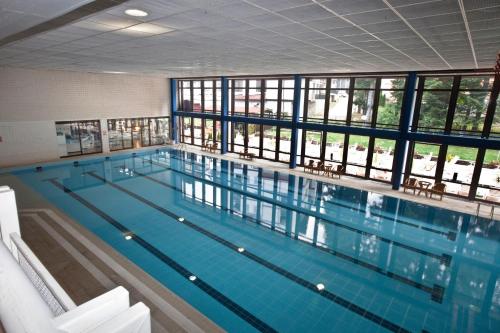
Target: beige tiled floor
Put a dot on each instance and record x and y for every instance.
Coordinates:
(456, 204)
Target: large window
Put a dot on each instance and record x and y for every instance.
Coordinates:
(364, 102)
(315, 104)
(199, 96)
(137, 132)
(312, 146)
(458, 169)
(435, 99)
(489, 181)
(382, 159)
(357, 155)
(331, 106)
(423, 160)
(338, 100)
(472, 104)
(78, 137)
(334, 148)
(390, 102)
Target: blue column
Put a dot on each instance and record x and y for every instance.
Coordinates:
(402, 141)
(224, 113)
(294, 142)
(173, 108)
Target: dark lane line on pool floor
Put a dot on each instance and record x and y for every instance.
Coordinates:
(214, 293)
(436, 291)
(292, 277)
(443, 258)
(450, 235)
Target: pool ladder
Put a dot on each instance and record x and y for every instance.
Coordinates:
(492, 211)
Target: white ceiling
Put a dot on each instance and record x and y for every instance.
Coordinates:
(18, 15)
(213, 37)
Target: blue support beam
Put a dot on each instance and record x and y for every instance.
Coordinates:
(402, 140)
(295, 120)
(224, 113)
(173, 110)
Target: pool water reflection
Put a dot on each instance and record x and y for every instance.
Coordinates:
(260, 243)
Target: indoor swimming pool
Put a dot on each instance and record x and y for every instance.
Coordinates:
(258, 250)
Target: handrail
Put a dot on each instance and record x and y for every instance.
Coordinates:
(53, 294)
(492, 211)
___
# [To be done]
Reproduce exactly the lines from the one with "Target: blue column" through the end of the entries above, both ends included.

# [Solution to this problem]
Target: blue column
Put a dot on each instance and record x and y for every instance.
Coordinates:
(402, 141)
(224, 113)
(294, 142)
(173, 108)
Target: dark lane line on pool floor
Put a dot on each instance and record x and y for every instance.
Coordinates:
(214, 293)
(436, 291)
(292, 277)
(443, 258)
(450, 235)
Target: pool ladder
Put a dot on each instance and record x and y for every instance.
Coordinates:
(492, 211)
Target: white ceiling
Put a dot on each instance and record x and y for every instance.
Coordinates:
(18, 15)
(213, 37)
Target: blue support beam
Put a dot on each instance and record x and y for every instance.
Coordinates:
(402, 140)
(295, 120)
(224, 113)
(173, 110)
Target: pool water reflection
Put a dot on each instance and record x and y for every instance.
Coordinates:
(260, 243)
Target: indoor swimming pool
Put a dot on each instance and record x and y for every instance.
Coordinates:
(258, 250)
Target: handrail
Put a dot on each instance and record x and y for every instance.
Coordinates:
(53, 294)
(492, 211)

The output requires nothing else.